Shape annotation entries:
* BEGIN *

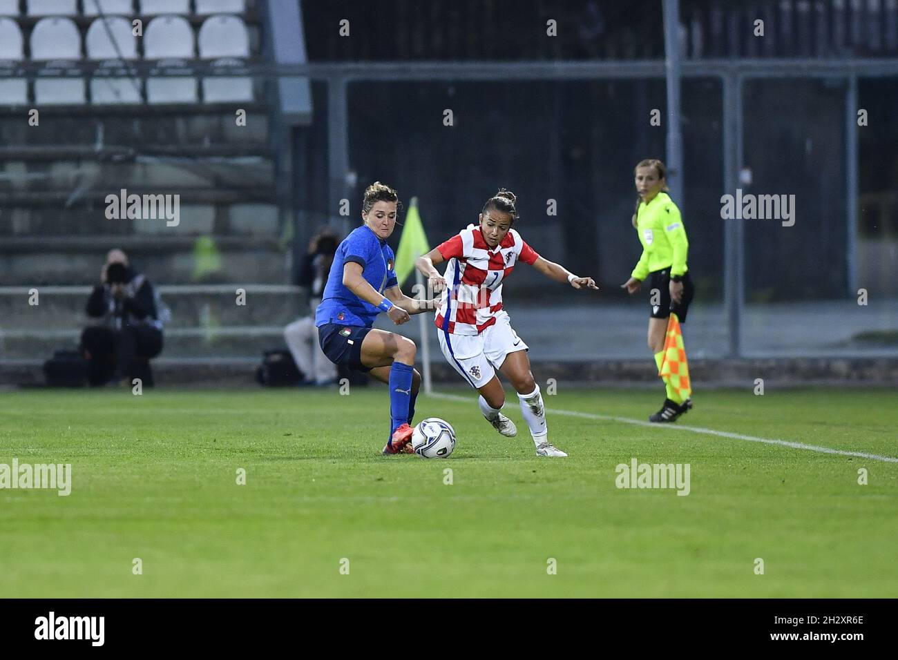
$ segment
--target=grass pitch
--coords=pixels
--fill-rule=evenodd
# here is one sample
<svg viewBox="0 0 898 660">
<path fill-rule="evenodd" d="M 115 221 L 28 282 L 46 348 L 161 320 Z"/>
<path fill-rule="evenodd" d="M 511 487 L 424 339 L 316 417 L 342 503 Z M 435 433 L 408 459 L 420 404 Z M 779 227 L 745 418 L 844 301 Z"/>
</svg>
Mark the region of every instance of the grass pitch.
<svg viewBox="0 0 898 660">
<path fill-rule="evenodd" d="M 4 392 L 0 463 L 71 463 L 73 484 L 0 489 L 3 594 L 898 596 L 898 463 L 553 413 L 663 399 L 564 388 L 545 401 L 570 457 L 538 458 L 514 392 L 508 439 L 453 392 L 416 418 L 454 426 L 445 461 L 380 455 L 381 385 Z M 892 391 L 695 401 L 682 425 L 898 456 Z M 690 495 L 618 488 L 633 457 L 689 463 Z"/>
</svg>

* END *

REQUIRED WORK » How many lines of the data above contain the string "evenodd"? Case counts. Give only the number.

RESPONSE » 4